==== Data rows ====

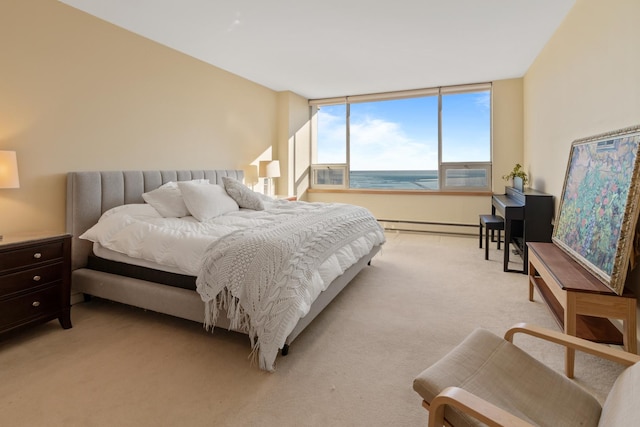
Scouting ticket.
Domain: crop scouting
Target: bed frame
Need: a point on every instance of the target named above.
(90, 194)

====
==== Data rows ====

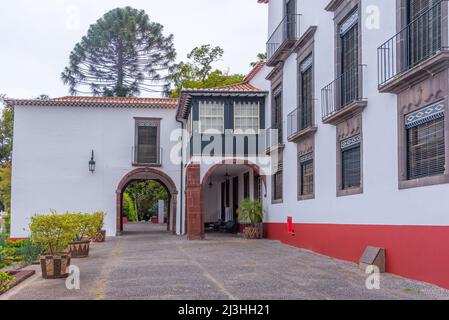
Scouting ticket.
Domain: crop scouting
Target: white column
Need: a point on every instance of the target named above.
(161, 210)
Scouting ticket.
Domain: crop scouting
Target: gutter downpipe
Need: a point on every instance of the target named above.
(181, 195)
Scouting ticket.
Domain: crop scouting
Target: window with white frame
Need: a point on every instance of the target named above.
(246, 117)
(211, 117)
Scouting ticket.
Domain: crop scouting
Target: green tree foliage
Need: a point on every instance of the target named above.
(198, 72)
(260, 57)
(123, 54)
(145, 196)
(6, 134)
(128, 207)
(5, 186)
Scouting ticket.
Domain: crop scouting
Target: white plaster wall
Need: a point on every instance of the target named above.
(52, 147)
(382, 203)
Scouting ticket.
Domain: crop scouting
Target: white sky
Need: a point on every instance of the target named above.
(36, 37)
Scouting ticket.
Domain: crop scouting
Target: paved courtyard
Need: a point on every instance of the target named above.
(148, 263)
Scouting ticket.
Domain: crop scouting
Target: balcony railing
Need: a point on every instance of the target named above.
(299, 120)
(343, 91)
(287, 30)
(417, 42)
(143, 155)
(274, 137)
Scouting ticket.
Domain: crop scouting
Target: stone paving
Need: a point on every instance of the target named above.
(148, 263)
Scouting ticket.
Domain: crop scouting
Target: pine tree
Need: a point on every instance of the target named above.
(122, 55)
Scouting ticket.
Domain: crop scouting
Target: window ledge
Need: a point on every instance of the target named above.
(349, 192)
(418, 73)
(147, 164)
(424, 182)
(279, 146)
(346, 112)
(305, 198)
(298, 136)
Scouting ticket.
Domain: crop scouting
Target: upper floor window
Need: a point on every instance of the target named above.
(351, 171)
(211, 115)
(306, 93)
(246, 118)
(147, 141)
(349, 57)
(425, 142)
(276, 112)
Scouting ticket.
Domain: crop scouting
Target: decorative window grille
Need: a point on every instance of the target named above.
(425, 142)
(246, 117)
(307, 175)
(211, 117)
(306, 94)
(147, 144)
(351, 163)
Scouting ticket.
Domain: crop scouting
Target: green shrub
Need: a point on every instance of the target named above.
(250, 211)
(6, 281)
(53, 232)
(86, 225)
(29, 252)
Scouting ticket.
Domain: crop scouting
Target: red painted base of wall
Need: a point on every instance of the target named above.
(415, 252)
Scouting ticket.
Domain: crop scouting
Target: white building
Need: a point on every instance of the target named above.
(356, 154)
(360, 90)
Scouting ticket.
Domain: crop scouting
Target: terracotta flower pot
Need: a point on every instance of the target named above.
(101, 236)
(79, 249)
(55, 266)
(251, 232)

====

● **Problem details**
Report each row above that contains the string "green", copying the whole row. Matching is case-sensitive.

● **Completed task**
Target: green tree foliage
Target: green shrub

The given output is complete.